[EXTRACT PROVIDED]
FlowStone is an orchestration library for Elixir that treats *assets* (named data artifacts) as the primary abstraction. It's designed for building reliable, auditable data pipelines where persistence, lineage tracking, and operational visibility matter.

## When to Use FlowStone

FlowStone is the right choice when you need:

| Use Case | Why FlowStone |
|----------|---------------|
| **ETL/ELT pipelines** | Partition-aware materialization, dependency tracking |
| **Data warehouse orchestration** | Scheduled jobs, backfill support, lineage queries |
| **Audit-sensitive workflows** | Comprehensive audit logging, approval gates |
| **Durable job execution** | Oban-backed persistence, jobs survive restarts |
| **Multi-format data storage** | Pluggable I/O managers (PostgreSQL, S3, Parquet) |

### Ideal Workloads

- Daily/hourly batch processing with date-partitioned data
- Data transformation pipelines with explicit dependencies
- Workflows requiring human approval checkpoints
- Systems where "what produced this data?" matters (lineage)
- Long-running jobs that must not be lost on node failure

## When to Use Something Else

FlowStone is **not** the best fit for:

| Use Case | Better Alternative |
|----------|-------------------|
| **Real-time distributed compute** | [Handoff](https://github.com/polvalente/handoff) - native BEAM distribution, resource-aware scheduling |
| **High-throughput stream processing** | [Broadway](https://github.com/dashbitco/broadway), [GenStage](https://github.com/elixir-lang/gen_stage) |
| **Simple background jobs** | [Oban](https://github.com/sorentwo/oban) directly |
| **Ad-hoc parallel computation** | [Task.async_stream](https://hexdocs.pm/elixir/Task.html), [Flow](https://github.com/dashbitco/flow) |
| **ML model training/inference** | [Nx](https://github.com/elixir-nx/nx) + distributed compute layer |

### FlowStone vs Handoff

| Aspect | FlowStone | Handoff |
|--------|-----------|---------|
| **Primary abstraction** | Assets (data artifacts) | Functions (computation) |
| **Execution model** | Database-mediated (Oban) | Native BEAM RPC |
| **Durability** | Jobs persist to PostgreSQL | Ephemeral (ETS) |
| **Best for** | Data pipelines, ETL, audit trails | Distributed compute, GPU scheduling |
| **Dependencies** | Ecto, Oban, PostgreSQL | Zero production deps |

**Rule of thumb:** If your data needs to survive a restart and you care about lineage, use FlowStone. If you need fast ephemeral computation across nodes with resource awareness, use Handoff.

[GIVEN DATA]
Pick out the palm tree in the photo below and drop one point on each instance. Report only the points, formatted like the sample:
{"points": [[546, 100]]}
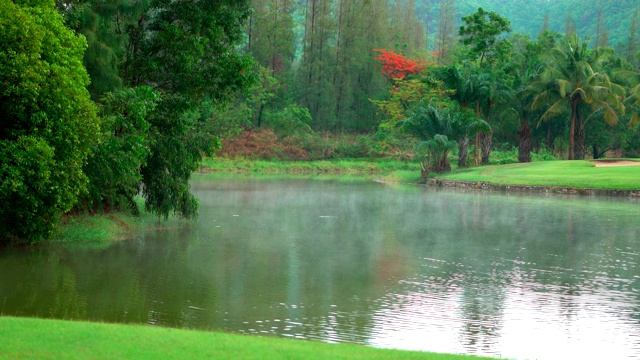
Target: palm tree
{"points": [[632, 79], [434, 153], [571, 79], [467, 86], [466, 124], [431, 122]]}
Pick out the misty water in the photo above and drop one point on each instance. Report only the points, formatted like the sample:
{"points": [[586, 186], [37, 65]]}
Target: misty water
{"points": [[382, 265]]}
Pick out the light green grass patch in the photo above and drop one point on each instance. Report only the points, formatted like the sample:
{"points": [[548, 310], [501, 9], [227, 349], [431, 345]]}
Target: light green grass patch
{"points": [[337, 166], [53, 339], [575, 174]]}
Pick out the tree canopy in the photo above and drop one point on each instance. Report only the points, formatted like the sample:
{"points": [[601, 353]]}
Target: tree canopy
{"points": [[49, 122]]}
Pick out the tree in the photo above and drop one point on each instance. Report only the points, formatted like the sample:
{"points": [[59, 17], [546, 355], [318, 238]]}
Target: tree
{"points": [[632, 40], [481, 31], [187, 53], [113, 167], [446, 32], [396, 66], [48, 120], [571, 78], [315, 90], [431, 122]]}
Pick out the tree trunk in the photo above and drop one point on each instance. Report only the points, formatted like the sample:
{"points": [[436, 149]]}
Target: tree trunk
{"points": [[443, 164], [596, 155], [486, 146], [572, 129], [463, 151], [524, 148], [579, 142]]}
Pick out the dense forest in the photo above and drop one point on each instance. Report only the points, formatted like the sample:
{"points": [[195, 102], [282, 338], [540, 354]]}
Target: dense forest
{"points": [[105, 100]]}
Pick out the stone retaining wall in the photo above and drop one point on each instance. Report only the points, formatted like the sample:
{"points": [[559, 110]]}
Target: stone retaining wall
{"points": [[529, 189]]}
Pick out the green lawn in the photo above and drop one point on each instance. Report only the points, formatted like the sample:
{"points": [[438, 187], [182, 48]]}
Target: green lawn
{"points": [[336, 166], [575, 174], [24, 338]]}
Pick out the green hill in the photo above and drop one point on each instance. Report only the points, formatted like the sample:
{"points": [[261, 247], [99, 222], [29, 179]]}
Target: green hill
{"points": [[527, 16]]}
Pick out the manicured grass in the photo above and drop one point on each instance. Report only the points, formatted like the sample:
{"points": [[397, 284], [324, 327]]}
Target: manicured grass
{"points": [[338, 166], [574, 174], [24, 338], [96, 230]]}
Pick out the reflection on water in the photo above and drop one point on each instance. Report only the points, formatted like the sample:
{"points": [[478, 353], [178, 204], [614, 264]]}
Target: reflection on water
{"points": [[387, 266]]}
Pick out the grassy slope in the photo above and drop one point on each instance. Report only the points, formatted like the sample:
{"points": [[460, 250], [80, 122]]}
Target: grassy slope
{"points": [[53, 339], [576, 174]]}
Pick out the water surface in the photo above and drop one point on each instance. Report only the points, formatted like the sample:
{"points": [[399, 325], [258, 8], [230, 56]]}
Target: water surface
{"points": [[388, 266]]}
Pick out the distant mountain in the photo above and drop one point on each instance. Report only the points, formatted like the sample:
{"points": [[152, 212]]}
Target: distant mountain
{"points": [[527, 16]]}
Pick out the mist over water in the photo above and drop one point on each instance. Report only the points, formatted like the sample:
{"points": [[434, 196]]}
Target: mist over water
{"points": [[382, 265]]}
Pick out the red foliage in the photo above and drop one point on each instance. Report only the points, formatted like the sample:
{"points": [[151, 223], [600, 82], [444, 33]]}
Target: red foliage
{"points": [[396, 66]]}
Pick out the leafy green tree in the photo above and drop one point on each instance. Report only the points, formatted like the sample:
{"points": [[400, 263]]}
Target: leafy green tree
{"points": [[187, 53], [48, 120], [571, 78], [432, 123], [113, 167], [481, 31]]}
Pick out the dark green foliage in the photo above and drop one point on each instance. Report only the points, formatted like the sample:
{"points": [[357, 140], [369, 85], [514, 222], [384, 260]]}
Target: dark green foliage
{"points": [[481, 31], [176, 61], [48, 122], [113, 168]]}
==
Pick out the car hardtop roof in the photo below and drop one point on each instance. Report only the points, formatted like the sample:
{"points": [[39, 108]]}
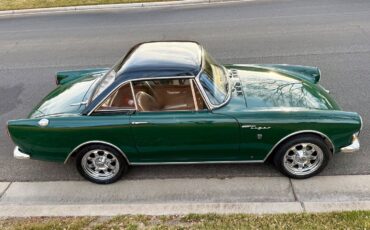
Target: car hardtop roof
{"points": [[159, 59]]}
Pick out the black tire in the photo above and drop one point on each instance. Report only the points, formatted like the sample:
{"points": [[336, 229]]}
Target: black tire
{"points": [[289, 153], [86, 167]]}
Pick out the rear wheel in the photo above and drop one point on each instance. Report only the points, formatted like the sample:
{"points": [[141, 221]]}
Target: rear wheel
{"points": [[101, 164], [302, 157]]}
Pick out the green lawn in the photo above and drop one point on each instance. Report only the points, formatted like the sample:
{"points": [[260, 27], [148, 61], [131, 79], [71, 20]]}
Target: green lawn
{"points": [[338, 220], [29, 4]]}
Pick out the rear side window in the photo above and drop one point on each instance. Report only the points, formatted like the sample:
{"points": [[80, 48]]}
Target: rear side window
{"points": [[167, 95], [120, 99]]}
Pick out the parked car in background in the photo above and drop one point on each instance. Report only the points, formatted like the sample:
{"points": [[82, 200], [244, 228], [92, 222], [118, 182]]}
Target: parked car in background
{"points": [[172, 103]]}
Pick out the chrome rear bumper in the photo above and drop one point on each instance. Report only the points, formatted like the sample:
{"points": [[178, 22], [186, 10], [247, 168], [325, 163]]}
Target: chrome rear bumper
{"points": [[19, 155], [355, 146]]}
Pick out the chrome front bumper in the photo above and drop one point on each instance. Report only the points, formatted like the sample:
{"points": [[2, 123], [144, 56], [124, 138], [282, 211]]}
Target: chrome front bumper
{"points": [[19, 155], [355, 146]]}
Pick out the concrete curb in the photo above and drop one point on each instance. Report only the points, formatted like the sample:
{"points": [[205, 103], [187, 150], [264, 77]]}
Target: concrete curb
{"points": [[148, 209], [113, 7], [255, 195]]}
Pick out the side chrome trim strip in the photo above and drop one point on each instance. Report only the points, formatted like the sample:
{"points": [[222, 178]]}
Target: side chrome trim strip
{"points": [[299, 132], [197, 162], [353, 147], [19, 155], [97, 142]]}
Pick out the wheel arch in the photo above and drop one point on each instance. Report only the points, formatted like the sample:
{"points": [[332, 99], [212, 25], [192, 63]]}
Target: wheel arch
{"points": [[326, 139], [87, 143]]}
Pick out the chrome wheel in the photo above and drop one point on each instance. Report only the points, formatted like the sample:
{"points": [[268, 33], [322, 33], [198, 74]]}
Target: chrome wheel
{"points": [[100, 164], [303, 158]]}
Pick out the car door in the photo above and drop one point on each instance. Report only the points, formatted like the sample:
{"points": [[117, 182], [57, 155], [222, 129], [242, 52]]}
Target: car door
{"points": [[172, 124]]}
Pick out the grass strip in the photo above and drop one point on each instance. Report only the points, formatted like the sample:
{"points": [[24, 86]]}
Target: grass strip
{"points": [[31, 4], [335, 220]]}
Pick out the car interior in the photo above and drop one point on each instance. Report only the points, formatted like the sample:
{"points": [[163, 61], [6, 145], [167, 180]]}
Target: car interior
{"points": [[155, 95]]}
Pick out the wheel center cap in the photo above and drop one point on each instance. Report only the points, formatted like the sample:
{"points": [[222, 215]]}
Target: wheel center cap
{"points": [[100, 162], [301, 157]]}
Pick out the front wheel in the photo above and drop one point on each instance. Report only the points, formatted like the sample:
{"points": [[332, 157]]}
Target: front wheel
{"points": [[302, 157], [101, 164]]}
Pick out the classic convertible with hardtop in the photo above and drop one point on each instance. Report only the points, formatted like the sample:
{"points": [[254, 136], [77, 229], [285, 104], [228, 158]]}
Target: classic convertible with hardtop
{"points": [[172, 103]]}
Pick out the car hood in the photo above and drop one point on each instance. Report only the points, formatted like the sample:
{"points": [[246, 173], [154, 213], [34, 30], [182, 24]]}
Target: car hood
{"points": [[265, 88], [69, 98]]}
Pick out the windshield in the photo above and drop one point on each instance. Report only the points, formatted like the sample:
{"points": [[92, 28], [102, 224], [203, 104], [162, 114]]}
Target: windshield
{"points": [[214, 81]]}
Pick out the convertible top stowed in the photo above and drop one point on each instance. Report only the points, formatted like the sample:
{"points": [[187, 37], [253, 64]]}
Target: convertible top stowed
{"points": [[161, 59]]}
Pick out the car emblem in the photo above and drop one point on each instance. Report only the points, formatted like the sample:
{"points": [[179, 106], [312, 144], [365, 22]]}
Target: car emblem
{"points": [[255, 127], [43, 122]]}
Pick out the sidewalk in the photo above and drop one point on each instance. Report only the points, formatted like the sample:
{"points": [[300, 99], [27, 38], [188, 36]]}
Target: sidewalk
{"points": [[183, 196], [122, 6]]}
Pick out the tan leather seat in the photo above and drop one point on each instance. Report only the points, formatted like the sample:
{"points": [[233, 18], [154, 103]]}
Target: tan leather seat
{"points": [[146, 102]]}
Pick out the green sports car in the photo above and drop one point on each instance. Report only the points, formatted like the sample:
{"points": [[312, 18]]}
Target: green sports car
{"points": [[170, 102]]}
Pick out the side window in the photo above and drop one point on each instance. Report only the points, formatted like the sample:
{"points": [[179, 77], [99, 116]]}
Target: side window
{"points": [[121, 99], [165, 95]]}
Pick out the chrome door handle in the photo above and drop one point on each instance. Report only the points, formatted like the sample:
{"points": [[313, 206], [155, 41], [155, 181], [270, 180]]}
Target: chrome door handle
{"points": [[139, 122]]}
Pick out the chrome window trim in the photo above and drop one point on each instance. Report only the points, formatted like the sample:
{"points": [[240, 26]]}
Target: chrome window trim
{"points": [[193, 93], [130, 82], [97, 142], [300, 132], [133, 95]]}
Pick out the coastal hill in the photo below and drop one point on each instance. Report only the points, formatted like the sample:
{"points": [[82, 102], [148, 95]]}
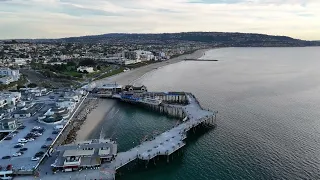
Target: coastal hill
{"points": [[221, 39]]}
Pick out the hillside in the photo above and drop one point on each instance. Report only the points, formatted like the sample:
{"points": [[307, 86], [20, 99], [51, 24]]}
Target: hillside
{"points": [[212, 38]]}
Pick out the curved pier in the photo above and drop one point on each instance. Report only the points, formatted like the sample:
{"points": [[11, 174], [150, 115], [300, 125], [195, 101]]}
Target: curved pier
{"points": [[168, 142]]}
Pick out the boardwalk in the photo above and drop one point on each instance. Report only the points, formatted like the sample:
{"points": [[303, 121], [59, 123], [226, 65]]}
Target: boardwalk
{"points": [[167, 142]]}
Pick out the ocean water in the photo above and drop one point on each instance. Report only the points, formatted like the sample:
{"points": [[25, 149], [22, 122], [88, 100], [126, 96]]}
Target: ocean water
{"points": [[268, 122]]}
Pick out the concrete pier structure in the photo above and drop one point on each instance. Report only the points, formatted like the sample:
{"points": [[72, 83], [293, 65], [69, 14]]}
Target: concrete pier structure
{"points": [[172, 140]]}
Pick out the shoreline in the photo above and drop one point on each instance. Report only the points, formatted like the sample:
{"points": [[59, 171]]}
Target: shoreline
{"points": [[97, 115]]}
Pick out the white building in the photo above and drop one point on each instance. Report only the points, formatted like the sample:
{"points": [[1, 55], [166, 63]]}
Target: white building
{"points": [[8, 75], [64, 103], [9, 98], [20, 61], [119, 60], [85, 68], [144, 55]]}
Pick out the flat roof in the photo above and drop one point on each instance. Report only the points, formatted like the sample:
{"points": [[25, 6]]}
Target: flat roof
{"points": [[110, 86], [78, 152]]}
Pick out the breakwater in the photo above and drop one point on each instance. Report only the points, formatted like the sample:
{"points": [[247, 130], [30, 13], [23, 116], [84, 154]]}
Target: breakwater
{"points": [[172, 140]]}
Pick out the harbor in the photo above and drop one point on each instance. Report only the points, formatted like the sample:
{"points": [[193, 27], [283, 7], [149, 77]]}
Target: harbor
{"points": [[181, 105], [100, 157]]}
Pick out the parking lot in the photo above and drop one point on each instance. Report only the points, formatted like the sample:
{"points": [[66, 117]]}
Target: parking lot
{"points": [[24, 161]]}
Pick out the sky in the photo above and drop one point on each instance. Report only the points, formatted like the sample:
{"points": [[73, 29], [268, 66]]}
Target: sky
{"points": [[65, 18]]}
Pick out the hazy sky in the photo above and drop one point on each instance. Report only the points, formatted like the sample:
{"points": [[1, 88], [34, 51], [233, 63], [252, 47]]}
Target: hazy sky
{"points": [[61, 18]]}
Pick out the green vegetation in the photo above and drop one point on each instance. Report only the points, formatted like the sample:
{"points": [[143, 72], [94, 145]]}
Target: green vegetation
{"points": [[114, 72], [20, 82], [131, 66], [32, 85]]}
--
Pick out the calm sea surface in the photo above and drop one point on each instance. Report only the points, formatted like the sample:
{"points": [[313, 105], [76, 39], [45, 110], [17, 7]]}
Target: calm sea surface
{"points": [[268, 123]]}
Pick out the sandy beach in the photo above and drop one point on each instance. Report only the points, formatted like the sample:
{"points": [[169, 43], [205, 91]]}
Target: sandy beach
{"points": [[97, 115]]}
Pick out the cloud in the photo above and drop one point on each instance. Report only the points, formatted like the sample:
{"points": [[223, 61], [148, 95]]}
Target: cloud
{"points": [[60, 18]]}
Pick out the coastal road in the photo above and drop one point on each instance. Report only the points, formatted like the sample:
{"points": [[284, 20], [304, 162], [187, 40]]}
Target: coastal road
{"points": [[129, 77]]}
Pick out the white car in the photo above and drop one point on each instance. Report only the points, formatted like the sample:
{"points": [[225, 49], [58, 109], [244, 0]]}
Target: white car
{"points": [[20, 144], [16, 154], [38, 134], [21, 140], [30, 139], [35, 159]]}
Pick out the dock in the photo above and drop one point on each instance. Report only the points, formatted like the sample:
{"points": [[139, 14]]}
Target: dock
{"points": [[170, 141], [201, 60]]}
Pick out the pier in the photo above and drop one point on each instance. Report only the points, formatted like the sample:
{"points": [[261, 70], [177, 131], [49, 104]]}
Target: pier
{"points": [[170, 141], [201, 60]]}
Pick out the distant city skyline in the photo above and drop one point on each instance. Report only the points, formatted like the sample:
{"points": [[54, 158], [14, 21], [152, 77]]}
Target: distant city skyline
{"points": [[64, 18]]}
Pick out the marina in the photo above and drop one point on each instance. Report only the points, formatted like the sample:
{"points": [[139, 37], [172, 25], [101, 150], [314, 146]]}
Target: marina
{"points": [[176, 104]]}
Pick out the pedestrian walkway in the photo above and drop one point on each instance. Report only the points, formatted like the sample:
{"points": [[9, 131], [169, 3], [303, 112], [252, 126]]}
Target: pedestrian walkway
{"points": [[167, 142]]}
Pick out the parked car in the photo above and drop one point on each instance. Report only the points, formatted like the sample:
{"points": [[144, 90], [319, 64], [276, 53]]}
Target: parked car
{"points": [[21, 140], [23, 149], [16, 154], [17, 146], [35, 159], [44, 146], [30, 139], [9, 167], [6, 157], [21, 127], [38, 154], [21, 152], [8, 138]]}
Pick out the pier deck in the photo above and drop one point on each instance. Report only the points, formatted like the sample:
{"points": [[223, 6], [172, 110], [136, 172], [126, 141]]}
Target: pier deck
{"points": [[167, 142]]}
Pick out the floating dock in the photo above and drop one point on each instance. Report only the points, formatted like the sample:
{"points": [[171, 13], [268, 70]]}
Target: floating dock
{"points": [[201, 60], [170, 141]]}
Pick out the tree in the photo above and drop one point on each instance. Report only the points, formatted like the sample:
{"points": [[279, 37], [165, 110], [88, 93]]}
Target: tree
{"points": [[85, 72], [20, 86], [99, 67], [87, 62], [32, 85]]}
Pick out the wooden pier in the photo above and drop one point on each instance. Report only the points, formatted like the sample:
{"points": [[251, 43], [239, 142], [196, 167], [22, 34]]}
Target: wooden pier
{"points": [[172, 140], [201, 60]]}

[WORK TO COMPLETE]
Answer from the FlowStone overview:
1. For simple background jobs, what alternative does it recommend?
2. How does it describe Handoff's durability?
3. Which pluggable I/O managers does it list for multi-format data storage?

[ANSWER FOR THE TASK]
1. Oban directly.
2. Ephemeral (ETS).
3. PostgreSQL, S3, and Parquet.